## YOUR INSTRUCTIONS
What you return must match the data below exactly, minus any pictures.
^^^^^^^^
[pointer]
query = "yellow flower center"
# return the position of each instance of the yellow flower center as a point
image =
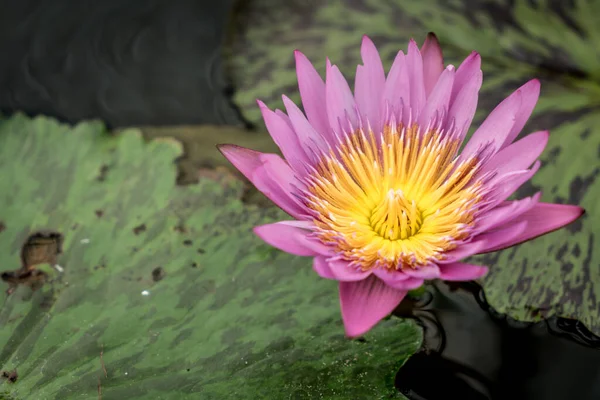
(397, 201)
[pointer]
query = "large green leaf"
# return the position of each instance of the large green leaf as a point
(166, 293)
(556, 41)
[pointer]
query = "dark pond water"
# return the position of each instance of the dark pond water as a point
(152, 62)
(472, 351)
(135, 62)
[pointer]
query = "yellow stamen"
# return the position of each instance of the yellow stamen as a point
(400, 203)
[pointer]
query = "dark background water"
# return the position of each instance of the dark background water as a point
(152, 62)
(127, 62)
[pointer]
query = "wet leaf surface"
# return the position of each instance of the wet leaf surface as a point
(164, 293)
(556, 41)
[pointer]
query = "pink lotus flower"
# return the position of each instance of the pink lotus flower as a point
(380, 195)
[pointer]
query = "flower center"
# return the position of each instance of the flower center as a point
(395, 217)
(399, 200)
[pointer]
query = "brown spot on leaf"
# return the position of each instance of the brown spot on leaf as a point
(139, 229)
(102, 174)
(158, 274)
(10, 376)
(41, 248)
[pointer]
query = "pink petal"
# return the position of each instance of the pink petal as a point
(437, 102)
(505, 185)
(461, 272)
(390, 277)
(518, 155)
(466, 72)
(530, 92)
(270, 174)
(427, 272)
(365, 303)
(307, 136)
(414, 63)
(496, 238)
(463, 251)
(370, 80)
(339, 270)
(408, 284)
(462, 110)
(284, 136)
(541, 219)
(505, 213)
(340, 102)
(291, 239)
(312, 91)
(396, 93)
(496, 126)
(433, 62)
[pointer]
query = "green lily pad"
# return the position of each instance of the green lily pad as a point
(165, 292)
(519, 40)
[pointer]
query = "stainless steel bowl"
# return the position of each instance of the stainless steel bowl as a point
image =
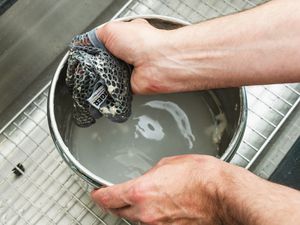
(231, 102)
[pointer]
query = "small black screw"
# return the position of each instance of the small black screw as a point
(17, 169)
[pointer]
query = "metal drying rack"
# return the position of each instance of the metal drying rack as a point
(47, 192)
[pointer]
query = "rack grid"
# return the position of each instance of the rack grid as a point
(48, 192)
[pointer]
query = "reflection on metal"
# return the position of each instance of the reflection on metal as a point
(181, 119)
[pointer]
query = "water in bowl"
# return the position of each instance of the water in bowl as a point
(160, 126)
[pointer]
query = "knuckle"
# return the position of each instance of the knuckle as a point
(140, 20)
(148, 218)
(137, 193)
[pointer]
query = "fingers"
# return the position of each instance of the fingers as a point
(113, 197)
(129, 212)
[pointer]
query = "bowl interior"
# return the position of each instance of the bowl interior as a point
(203, 122)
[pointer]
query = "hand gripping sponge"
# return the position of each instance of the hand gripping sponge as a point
(98, 82)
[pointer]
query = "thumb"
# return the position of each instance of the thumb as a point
(116, 196)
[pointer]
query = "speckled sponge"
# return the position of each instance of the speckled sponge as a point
(98, 82)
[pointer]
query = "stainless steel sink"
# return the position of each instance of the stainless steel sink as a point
(34, 35)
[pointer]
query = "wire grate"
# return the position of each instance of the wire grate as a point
(49, 193)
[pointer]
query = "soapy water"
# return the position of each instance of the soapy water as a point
(160, 126)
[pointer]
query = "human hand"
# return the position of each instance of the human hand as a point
(158, 66)
(178, 190)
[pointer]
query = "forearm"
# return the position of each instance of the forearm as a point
(258, 46)
(250, 200)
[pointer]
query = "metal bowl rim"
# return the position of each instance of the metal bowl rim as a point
(86, 174)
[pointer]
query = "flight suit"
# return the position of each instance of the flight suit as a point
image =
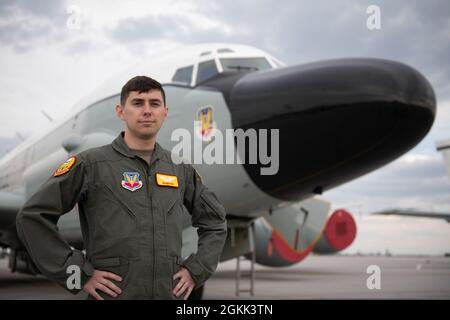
(131, 221)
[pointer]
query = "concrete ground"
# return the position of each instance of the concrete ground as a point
(317, 277)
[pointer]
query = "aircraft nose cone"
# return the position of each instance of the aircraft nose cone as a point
(337, 120)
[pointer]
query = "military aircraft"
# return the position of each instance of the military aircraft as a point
(337, 120)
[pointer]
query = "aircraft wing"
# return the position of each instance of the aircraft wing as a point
(415, 213)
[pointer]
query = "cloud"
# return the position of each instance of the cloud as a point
(413, 181)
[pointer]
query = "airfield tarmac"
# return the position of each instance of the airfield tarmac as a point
(317, 277)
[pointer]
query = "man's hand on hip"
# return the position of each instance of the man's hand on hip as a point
(185, 285)
(100, 280)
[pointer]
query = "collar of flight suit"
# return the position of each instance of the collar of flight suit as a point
(120, 146)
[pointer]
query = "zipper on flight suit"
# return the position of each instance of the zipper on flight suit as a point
(147, 170)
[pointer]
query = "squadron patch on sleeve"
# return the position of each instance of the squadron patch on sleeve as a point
(65, 167)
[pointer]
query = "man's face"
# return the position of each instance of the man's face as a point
(143, 113)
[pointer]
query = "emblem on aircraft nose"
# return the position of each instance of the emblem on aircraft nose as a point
(207, 124)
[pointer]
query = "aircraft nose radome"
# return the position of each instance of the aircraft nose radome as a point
(337, 119)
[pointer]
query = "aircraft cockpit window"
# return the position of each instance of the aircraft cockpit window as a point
(183, 75)
(206, 70)
(246, 64)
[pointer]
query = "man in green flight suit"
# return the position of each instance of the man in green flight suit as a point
(131, 197)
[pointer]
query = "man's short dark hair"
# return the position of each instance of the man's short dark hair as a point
(140, 84)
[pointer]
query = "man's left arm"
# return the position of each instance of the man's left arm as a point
(208, 215)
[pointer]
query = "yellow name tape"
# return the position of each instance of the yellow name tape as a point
(166, 180)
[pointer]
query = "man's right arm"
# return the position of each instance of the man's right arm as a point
(37, 226)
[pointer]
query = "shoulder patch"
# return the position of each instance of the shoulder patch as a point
(65, 167)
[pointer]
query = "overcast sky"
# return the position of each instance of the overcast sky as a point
(48, 64)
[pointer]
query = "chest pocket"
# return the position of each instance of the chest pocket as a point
(114, 217)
^^^^^^^^
## ANSWER FOR THIS EXERCISE
[pointer]
query = "yellow flower center"
# return the position of each instance of the yellow flower center as a point
image =
(397, 201)
[pointer]
query = "large green leaf"
# return the position of each instance of the large green leaf as a point
(166, 293)
(556, 41)
[pointer]
query = "dark pond water"
# return the position of each instance of the dark pond water as a point
(152, 62)
(472, 351)
(135, 62)
[pointer]
query = "yellow stamen"
# return the position of each instance of the yellow stamen as a point
(400, 203)
[pointer]
query = "dark background water"
# return the position of each instance of the dark background water as a point
(152, 62)
(127, 62)
[pointer]
query = "wet leaf surface"
# return the position of each instance of the wet leaf surface as a point
(164, 293)
(556, 41)
[pointer]
query = "pink lotus flower"
# return the position of each instance of the pink lotus flower as a point
(380, 195)
[pointer]
query = "flower center"
# return the position of each instance of the flower center as a point
(395, 217)
(399, 200)
[pointer]
query = "brown spot on leaf"
# return the position of each instance of the brown spot on leaf as a point
(139, 229)
(102, 174)
(158, 274)
(10, 376)
(41, 248)
[pointer]
query = "pink petal"
# return the position of each instance of the pink petal as a point
(437, 102)
(505, 185)
(461, 272)
(390, 277)
(518, 155)
(466, 72)
(530, 92)
(270, 174)
(427, 272)
(365, 303)
(307, 136)
(414, 63)
(496, 238)
(463, 251)
(370, 80)
(339, 270)
(408, 284)
(462, 110)
(284, 136)
(541, 219)
(505, 213)
(340, 102)
(291, 239)
(312, 91)
(396, 93)
(496, 126)
(433, 62)
[pointer]
query = "green lily pad"
# return the position of each instance of the green lily pad as a point
(165, 292)
(519, 40)
[pointer]
query = "stainless steel bowl"
# return the position of each instance of the stainless steel bowl as a point
image =
(231, 102)
[pointer]
query = "small black screw"
# return the position of each instance of the small black screw as a point
(17, 169)
[pointer]
query = "metal drying rack"
# return the position of each instance of the metal drying rack as a point
(47, 192)
[pointer]
query = "rack grid"
# return the position of each instance of the rack grid as a point
(48, 192)
[pointer]
query = "reflection on metal"
# return the position of each instance of the reflection on metal as a point
(181, 119)
[pointer]
query = "water in bowl"
# return the position of each instance of the water in bowl as a point
(160, 126)
[pointer]
query = "knuckle"
# return the position of each instance of the knuckle as a point
(140, 20)
(148, 218)
(137, 193)
[pointer]
query = "fingers"
# return the position of each instance of the fingers as a point
(113, 197)
(129, 212)
[pointer]
query = "bowl interior"
# return the position of each instance of the bowl interior as a point
(203, 122)
[pointer]
query = "hand gripping sponge"
# return the position of each instance of the hand gripping sponge as a point
(98, 82)
[pointer]
query = "thumb"
# return the position of each instance of the thumb as a point
(116, 196)
[pointer]
query = "speckled sponge"
# return the position of each instance of the speckled sponge as a point
(98, 82)
[pointer]
query = "stainless steel sink"
# return the position of each instance of the stainless steel sink as a point
(34, 35)
[pointer]
query = "wire grate"
# return the position of each instance of the wire grate as a point
(49, 193)
[pointer]
query = "soapy water"
# return the position of each instance of the soapy water as a point
(160, 126)
[pointer]
query = "human hand"
# return the position of each instance of the human hand as a point
(158, 66)
(178, 190)
[pointer]
query = "forearm"
# return the position of each instance of the forearm as a point
(258, 46)
(250, 200)
[pointer]
query = "metal bowl rim"
# return the position of each instance of the metal bowl rim as a point
(86, 174)
[pointer]
query = "flight suit"
# return the position of each instance of the flight suit as a point
image =
(131, 221)
[pointer]
query = "concrete ground"
# return the position of each instance of the concrete ground as a point
(317, 277)
[pointer]
query = "aircraft nose cone"
# return the position of each instance of the aircraft nose cone as a point
(337, 120)
[pointer]
query = "military aircraft"
# return the position of each instance of the military aircraft as a point
(337, 120)
[pointer]
query = "aircraft wing"
# return the position of each instance of the aircraft wing as a point
(415, 213)
[pointer]
query = "cloud"
# return the position of each instance of the cloud as a point
(413, 181)
[pointer]
query = "airfield tarmac"
# return the position of each instance of the airfield tarmac as a point
(317, 277)
[pointer]
query = "man's hand on hip"
# return the position of each instance of the man's hand on hip as a point
(185, 285)
(100, 280)
[pointer]
query = "collar of flight suit"
# return the position of each instance of the collar of flight suit as a point
(120, 146)
[pointer]
query = "zipper on flight suit"
# return the position of each instance of the zipper on flight suit as a point
(147, 170)
[pointer]
query = "squadron patch on sleeve"
# return the position of each instance of the squadron patch on sleeve as a point
(65, 167)
[pointer]
query = "man's face"
# return the position of each instance of the man's face as a point
(143, 113)
[pointer]
query = "emblem on aircraft nose"
# return the position of each instance of the emblem on aircraft nose as a point
(207, 124)
[pointer]
query = "aircraft nose radome"
# return the position of each instance of the aircraft nose radome as a point
(337, 119)
[pointer]
query = "aircraft cockpit window"
# return the position of each instance of the aircraft cockpit window as a point
(183, 75)
(206, 70)
(246, 64)
[pointer]
query = "man in green flight suit"
# return the position of each instance of the man in green flight suit as a point
(131, 197)
[pointer]
query = "man's short dark hair"
# return the position of each instance of the man's short dark hair as a point
(140, 84)
[pointer]
query = "man's left arm"
# return the position of each instance of the man's left arm as a point
(208, 215)
[pointer]
query = "yellow name tape"
# return the position of each instance of the yellow name tape as a point
(166, 180)
[pointer]
query = "man's right arm"
# return the position of each instance of the man's right arm as a point
(37, 226)
[pointer]
query = "shoulder patch"
# return the position of each instance of the shoulder patch as a point
(65, 167)
[pointer]
query = "overcast sky"
# return the position of each instance of the overcast sky as a point
(48, 64)
[pointer]
query = "chest pocket"
# return the position of each instance of the chest pocket as a point
(114, 217)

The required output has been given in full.